**TAREFA A REALIZAR**
Prossiga com o texto sobre a morte do cineasta Rogério Sganzerla, começando logo após a última frase apresentada.

**TEXTO DE ORIGEM**
Morreu esta manhã o cineasta Rogério Sganzerla. Segundo relatos de pessoas próximas, o cineasta já vinha esperando a morte, desiludido, há pelo menos um mês. Há menos de um ano ele foi diagnosticado com três tumores no cérebro. As operações a que se submeteu conseguiram eliminar um deles, porém um outro era muito profundo, sendo impossível sua remoção. As seqüelas eram muitas. Na exibição de seu último filme, O Signo do Caos, no Festival do Rio, Sganzerla compareceu de cadeira de rodas e falou com dificuldade. O que, em parte, lhe rendeu calorosos aplausos que duraram bem mais de um minuto.
O cinema brasileiro perdeu um gênio e talvez um de seus maiores autores. Crítico, ácido, tempestuoso, Sganzerla imprimiu um estilo incopiável. Histérico, agressivo, debochado, seus filmes eram o luxo e o lixo. Sua estréia no longa metragem é talvez a maior obra prima do cinema brasileiro de todos os tempos: O Bandido da Luz Vermelha. Antropofágico, miscigenado, Bandido é um raro exemplo de driblar o primitivismo e escapar do subproduto aculturado. Máxima que percorre a obra do cineasta, e pode ser sugerida em seqüências de Sem Essa Aranha, um de seus três filmes feitos na Belair, sua produtora com Júlio Bressane. Com Bandido, o cineasta popularizou o Cinema Marginal, que nos anos seguintes seria visto como um movimento de renovação do já saturado Cinema Novo.
Rogério Sganzerla foi o cineasta que mais pensou em Welles e sua passagem pelo Brasil. Era um historiador de mão cheia. Casado com sua atriz preferida, Helena Ignez, o cineasta filmou pouco, mas filmou com grande sensibilidade. Explorou a boçalidade burocrática (por vezes governamental) em personagens caricatos e interpretações anti-naturalistas. Taí talvez sua fascinação com o episódio de Welles no Brasil.

**DADOS DO EXERCÍCIO**
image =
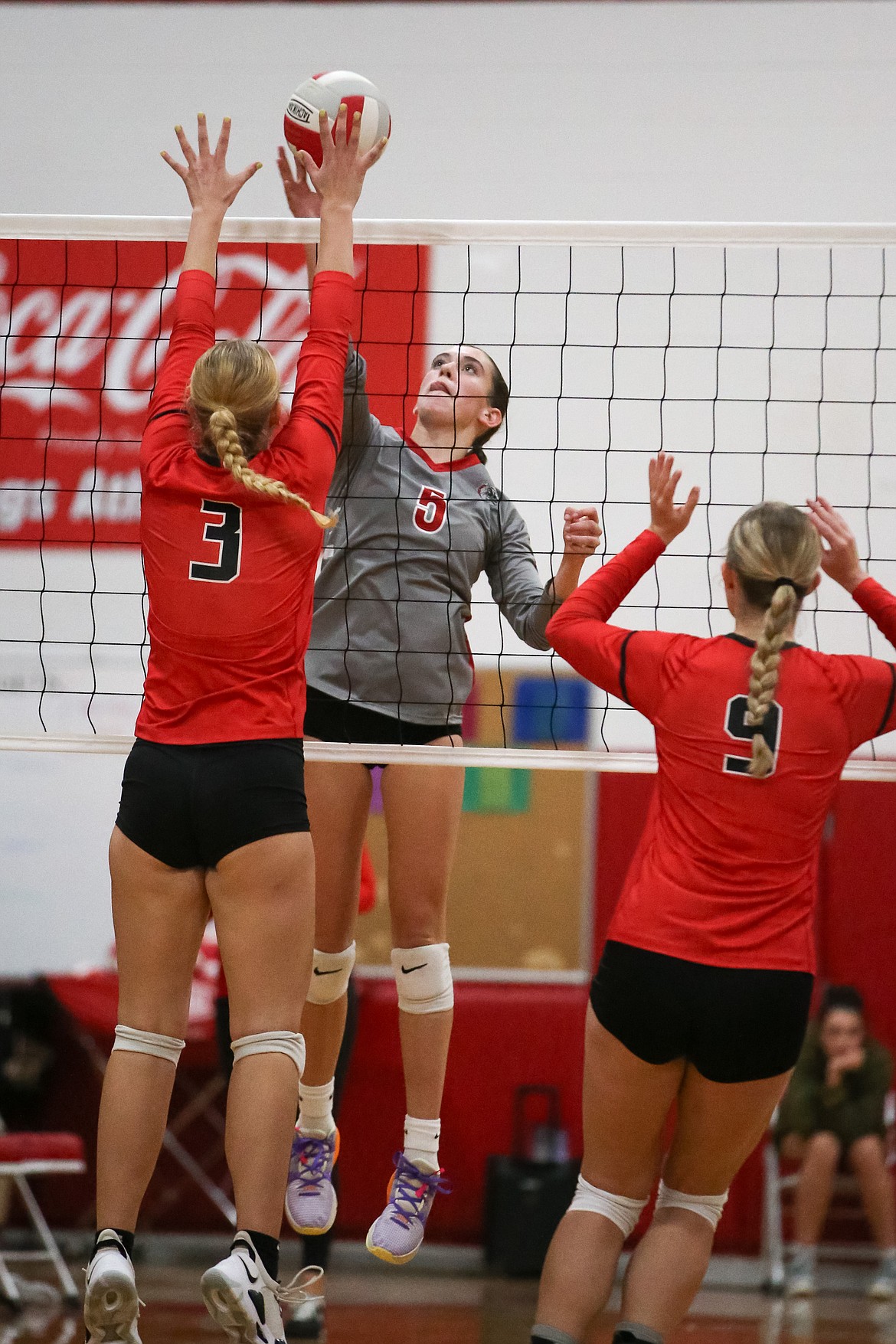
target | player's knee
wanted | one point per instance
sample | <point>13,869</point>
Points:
<point>423,977</point>
<point>621,1210</point>
<point>331,973</point>
<point>824,1148</point>
<point>289,1043</point>
<point>867,1152</point>
<point>792,1148</point>
<point>705,1206</point>
<point>148,1043</point>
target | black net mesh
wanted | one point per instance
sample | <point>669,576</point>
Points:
<point>767,371</point>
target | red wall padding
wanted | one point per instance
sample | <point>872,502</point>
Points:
<point>507,1035</point>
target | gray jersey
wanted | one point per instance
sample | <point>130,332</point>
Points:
<point>394,590</point>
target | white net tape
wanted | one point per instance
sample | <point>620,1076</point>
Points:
<point>762,355</point>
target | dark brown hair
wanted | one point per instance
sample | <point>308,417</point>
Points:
<point>499,395</point>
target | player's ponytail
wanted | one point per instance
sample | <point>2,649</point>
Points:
<point>776,553</point>
<point>234,390</point>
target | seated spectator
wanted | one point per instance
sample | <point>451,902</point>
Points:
<point>832,1116</point>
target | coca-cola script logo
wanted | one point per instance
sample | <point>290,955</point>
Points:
<point>83,329</point>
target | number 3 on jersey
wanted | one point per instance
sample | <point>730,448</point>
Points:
<point>227,531</point>
<point>737,729</point>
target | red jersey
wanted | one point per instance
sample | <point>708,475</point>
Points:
<point>230,573</point>
<point>726,871</point>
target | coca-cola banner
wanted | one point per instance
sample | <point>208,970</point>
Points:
<point>83,327</point>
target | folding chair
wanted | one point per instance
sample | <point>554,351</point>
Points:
<point>38,1155</point>
<point>774,1248</point>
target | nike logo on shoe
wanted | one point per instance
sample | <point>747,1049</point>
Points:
<point>258,1303</point>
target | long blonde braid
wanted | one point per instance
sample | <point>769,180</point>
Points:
<point>224,436</point>
<point>776,553</point>
<point>234,390</point>
<point>764,672</point>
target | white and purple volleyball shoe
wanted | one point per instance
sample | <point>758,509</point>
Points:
<point>398,1233</point>
<point>311,1199</point>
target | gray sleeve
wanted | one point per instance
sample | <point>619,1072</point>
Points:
<point>359,427</point>
<point>515,581</point>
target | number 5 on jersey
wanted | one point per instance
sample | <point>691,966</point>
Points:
<point>227,531</point>
<point>430,510</point>
<point>737,729</point>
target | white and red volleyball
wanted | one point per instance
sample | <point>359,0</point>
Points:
<point>301,124</point>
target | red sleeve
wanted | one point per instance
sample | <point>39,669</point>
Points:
<point>191,335</point>
<point>625,663</point>
<point>322,361</point>
<point>867,687</point>
<point>867,694</point>
<point>879,605</point>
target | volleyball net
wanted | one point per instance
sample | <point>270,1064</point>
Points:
<point>764,356</point>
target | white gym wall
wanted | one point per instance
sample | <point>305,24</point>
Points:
<point>712,110</point>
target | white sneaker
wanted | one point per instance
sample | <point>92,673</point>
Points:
<point>883,1287</point>
<point>306,1320</point>
<point>112,1305</point>
<point>244,1300</point>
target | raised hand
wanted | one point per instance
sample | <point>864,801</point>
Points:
<point>668,518</point>
<point>839,554</point>
<point>340,178</point>
<point>580,531</point>
<point>206,178</point>
<point>302,202</point>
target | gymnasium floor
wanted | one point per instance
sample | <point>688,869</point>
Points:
<point>443,1310</point>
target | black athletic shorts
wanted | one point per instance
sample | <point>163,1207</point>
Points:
<point>191,806</point>
<point>734,1025</point>
<point>343,721</point>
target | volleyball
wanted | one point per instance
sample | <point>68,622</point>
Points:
<point>327,92</point>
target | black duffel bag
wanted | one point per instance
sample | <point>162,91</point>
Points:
<point>528,1194</point>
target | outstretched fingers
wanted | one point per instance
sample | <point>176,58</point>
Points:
<point>224,140</point>
<point>355,135</point>
<point>375,153</point>
<point>187,149</point>
<point>172,163</point>
<point>288,176</point>
<point>201,135</point>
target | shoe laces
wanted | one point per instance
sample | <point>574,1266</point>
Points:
<point>309,1160</point>
<point>411,1189</point>
<point>296,1290</point>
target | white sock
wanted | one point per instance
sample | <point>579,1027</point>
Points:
<point>316,1109</point>
<point>422,1143</point>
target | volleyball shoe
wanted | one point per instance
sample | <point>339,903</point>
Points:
<point>311,1199</point>
<point>112,1305</point>
<point>306,1320</point>
<point>398,1233</point>
<point>244,1300</point>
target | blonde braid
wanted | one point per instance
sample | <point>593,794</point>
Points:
<point>224,439</point>
<point>764,674</point>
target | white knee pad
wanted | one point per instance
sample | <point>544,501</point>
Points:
<point>423,977</point>
<point>707,1206</point>
<point>148,1043</point>
<point>272,1043</point>
<point>329,975</point>
<point>621,1210</point>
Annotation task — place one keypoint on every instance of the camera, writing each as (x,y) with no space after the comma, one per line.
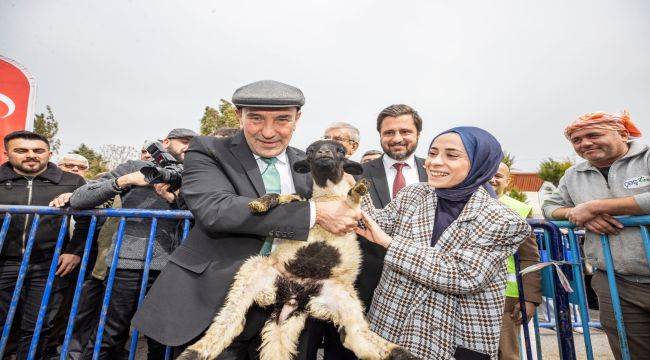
(167,169)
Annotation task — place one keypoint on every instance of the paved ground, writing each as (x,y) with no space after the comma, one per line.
(549,346)
(548,338)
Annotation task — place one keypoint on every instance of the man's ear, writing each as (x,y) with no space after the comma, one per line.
(239,114)
(352,167)
(301,166)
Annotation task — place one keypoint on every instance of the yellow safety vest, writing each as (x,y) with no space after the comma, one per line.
(523,210)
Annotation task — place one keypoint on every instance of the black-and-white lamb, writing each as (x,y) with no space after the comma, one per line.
(316,278)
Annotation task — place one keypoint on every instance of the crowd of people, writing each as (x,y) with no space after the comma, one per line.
(439,240)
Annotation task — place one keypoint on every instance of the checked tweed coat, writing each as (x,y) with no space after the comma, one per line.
(434,299)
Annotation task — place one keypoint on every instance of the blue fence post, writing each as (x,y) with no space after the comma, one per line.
(553,244)
(109,288)
(5,228)
(645,236)
(78,288)
(613,293)
(22,272)
(578,276)
(48,288)
(522,305)
(562,313)
(145,281)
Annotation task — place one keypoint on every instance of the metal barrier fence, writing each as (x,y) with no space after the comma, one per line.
(550,241)
(628,221)
(65,214)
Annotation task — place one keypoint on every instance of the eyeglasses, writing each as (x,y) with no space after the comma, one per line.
(339,139)
(72,166)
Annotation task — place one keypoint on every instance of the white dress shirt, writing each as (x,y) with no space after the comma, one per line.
(409,171)
(286,180)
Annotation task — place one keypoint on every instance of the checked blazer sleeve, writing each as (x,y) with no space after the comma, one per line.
(467,268)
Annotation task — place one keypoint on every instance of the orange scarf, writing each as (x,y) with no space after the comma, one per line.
(606,121)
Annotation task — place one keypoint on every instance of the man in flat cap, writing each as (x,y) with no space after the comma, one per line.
(222,175)
(127,181)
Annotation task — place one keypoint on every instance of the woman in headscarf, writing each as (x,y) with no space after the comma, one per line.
(441,292)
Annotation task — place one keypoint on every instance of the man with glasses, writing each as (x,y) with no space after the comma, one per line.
(74,163)
(345,134)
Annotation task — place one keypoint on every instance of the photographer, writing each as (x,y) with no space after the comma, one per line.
(128,181)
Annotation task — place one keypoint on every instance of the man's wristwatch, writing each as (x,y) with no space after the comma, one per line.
(117,188)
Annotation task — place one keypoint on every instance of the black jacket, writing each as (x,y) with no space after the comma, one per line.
(19,190)
(220,178)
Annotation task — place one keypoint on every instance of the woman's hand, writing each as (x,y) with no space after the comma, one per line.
(373,232)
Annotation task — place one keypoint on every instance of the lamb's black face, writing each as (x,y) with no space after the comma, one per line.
(326,161)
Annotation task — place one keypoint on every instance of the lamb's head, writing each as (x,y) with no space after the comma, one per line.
(326,161)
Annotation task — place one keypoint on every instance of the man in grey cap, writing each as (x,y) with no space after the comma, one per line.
(222,175)
(127,181)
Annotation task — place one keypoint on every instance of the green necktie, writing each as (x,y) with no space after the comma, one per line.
(272,184)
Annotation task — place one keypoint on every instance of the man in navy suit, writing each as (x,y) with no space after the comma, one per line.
(221,176)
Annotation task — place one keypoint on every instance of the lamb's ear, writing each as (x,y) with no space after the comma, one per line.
(301,166)
(352,167)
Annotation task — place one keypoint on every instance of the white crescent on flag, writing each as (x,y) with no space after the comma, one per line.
(10,105)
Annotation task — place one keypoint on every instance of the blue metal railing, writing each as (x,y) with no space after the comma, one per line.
(628,221)
(39,211)
(552,248)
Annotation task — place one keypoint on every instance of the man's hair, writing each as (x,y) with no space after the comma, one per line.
(224,132)
(74,157)
(27,135)
(354,132)
(372,152)
(399,110)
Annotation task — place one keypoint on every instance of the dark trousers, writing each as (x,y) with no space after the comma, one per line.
(246,345)
(122,307)
(87,319)
(30,302)
(635,304)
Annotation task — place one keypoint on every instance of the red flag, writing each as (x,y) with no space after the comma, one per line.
(17,90)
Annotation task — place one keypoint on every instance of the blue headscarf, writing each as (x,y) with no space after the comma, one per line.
(485,155)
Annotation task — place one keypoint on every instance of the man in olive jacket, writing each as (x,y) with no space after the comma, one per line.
(28,178)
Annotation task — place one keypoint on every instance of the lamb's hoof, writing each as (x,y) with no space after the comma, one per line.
(399,353)
(190,355)
(258,207)
(361,187)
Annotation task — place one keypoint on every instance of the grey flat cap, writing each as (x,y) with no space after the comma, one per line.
(181,133)
(268,94)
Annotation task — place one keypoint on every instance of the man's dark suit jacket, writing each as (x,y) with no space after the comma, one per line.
(373,254)
(220,178)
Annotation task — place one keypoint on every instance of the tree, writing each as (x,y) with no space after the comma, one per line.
(213,119)
(508,159)
(518,195)
(45,124)
(552,170)
(114,155)
(95,160)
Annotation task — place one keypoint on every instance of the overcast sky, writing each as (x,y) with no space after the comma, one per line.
(120,72)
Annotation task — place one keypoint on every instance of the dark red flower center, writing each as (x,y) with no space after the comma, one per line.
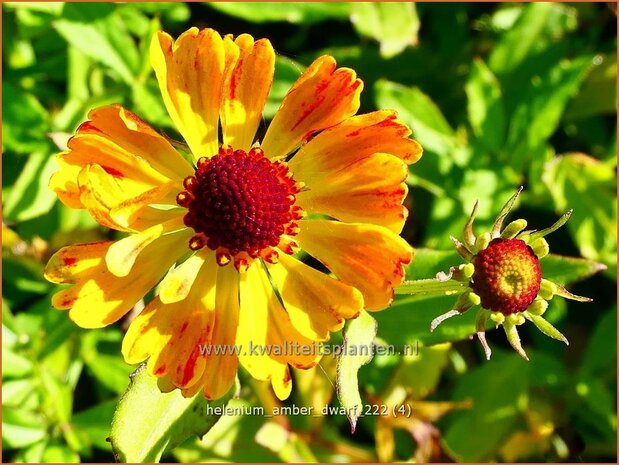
(507,276)
(240,204)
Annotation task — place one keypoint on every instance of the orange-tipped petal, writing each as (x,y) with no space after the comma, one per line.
(190,72)
(246,90)
(125,147)
(368,257)
(316,303)
(220,370)
(99,297)
(254,334)
(323,96)
(370,190)
(122,254)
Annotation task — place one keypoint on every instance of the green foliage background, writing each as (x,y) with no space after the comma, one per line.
(499,95)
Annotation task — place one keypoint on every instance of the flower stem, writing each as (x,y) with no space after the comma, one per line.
(430,286)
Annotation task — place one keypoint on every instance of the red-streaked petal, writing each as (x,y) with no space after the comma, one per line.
(322,97)
(368,257)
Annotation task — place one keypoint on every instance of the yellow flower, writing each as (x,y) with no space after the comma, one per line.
(219,236)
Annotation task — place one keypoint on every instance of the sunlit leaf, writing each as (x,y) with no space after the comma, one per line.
(30,196)
(498,391)
(100,34)
(148,422)
(589,187)
(358,338)
(393,24)
(291,12)
(429,125)
(485,106)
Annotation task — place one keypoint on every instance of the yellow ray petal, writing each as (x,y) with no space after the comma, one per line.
(155,331)
(190,72)
(253,334)
(69,263)
(371,190)
(352,140)
(122,254)
(322,97)
(101,193)
(246,90)
(368,257)
(135,136)
(220,370)
(177,284)
(315,302)
(102,298)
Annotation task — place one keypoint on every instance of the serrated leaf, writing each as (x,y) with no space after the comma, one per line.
(394,25)
(588,186)
(148,422)
(357,351)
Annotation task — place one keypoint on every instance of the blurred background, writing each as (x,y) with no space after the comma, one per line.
(499,95)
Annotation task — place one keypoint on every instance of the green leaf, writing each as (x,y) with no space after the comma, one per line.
(536,27)
(598,94)
(15,365)
(287,71)
(95,30)
(485,106)
(148,422)
(499,393)
(357,351)
(565,270)
(30,197)
(24,122)
(420,372)
(589,187)
(600,357)
(430,287)
(95,423)
(429,125)
(21,428)
(395,24)
(537,115)
(59,453)
(291,12)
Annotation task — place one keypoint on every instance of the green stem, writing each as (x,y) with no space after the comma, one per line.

**RESPOSTA DA TAREFA**
Muita coisa sua ainda permanece inédita, com pequenos filmetes em super 8 filmados na África ou até filmes que não são vistos há tempos. Denúncia: pelo amor de Deus alguém restaure Carnaval na Lama! O filme está apodrecendo e não vai sobrar fotograma para contar história!
Rogério foi tido como ícone do cinema marginal. Nunca largou o rótulo. Uma retrospectiva feita há meses atrás no Canal Brasil se limitou a exibir seus filmes uma única vez, sempre na quase madrugada. Enfim, nos deixa um homem que pensou cinema no Brasil como nunca haviam pensado que poderia ser pensado. Um cineasta que avacalhou, pôs em prática (em termos de produção) a estética da fome, com suas fitas baratas ou filmecos (como ele mesmo rotulou sua obra prima de estréia). Um homem à frente de seu tempo, à margem de seu espaço. O Signo do Caos, seu anti-filme, é sua contribuição de seu legado. Que com isso comecem a ter mais cuidado com seus filmes, se certificando que não sejam esquecidos em depósitos e apodreçam.